* _What you will do_
Transcribe the material below word for word, starting at the line that contains "Please trace the outline of every instance of the sofa." and ending after the line that contains "M 433 382 L". Leave the pictures out of your answer.

Labeled contour entries
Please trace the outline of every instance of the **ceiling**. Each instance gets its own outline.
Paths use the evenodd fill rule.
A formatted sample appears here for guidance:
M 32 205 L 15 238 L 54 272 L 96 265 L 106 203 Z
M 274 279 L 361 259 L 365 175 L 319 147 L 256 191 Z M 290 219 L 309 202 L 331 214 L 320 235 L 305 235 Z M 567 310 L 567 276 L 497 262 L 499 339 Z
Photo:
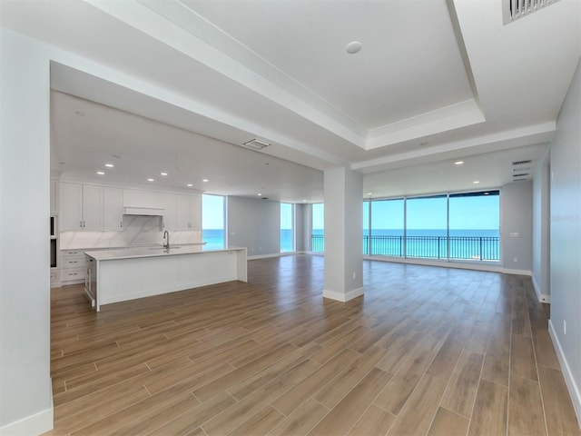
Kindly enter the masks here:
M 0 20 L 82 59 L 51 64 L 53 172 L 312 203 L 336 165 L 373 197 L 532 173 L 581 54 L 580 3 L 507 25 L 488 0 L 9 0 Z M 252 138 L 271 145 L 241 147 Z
==
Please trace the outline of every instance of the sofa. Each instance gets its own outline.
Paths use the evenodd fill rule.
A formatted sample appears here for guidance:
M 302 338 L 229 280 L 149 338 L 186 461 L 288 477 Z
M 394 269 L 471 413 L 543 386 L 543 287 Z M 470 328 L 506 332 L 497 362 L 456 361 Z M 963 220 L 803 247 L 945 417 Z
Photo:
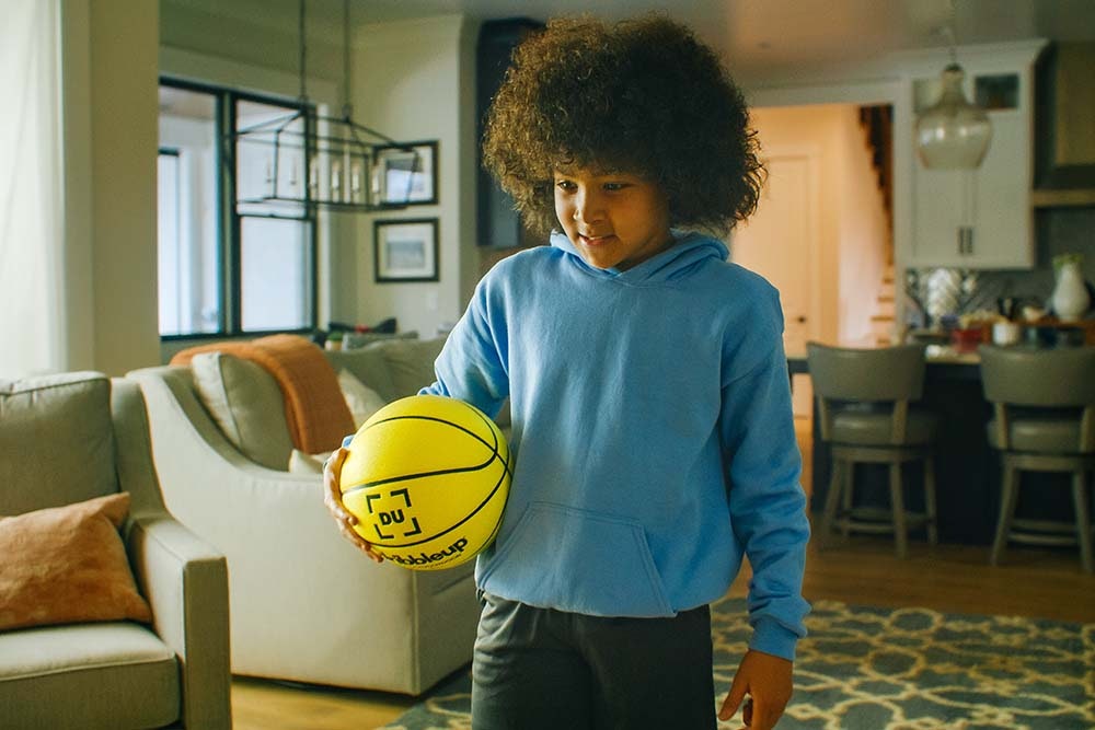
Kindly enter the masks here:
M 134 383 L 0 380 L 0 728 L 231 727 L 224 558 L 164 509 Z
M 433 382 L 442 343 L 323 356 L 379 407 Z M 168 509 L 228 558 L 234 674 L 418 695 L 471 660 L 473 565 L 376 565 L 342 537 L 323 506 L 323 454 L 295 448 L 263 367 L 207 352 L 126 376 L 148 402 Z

* _Solution for this task_
Please trace the outline of every instance of the sofa. Each instance gets its own outline.
Paths use the evenodd fill rule.
A formatted sample appears here for guidance:
M 302 338 L 229 280 L 149 338 L 186 461 L 288 477 Z
M 394 269 L 471 413 L 543 386 L 543 287 Z M 470 328 L 506 332 L 497 362 L 456 361 Z M 963 220 L 803 247 L 945 417 Z
Photo:
Kindly enter the masks here:
M 134 383 L 0 380 L 0 728 L 231 727 L 224 558 L 164 509 Z
M 433 382 L 442 343 L 323 356 L 379 407 Z M 168 509 L 228 558 L 234 674 L 418 695 L 471 660 L 473 565 L 376 565 L 342 537 L 323 506 L 323 454 L 295 448 L 263 367 L 207 352 L 126 376 L 148 402 Z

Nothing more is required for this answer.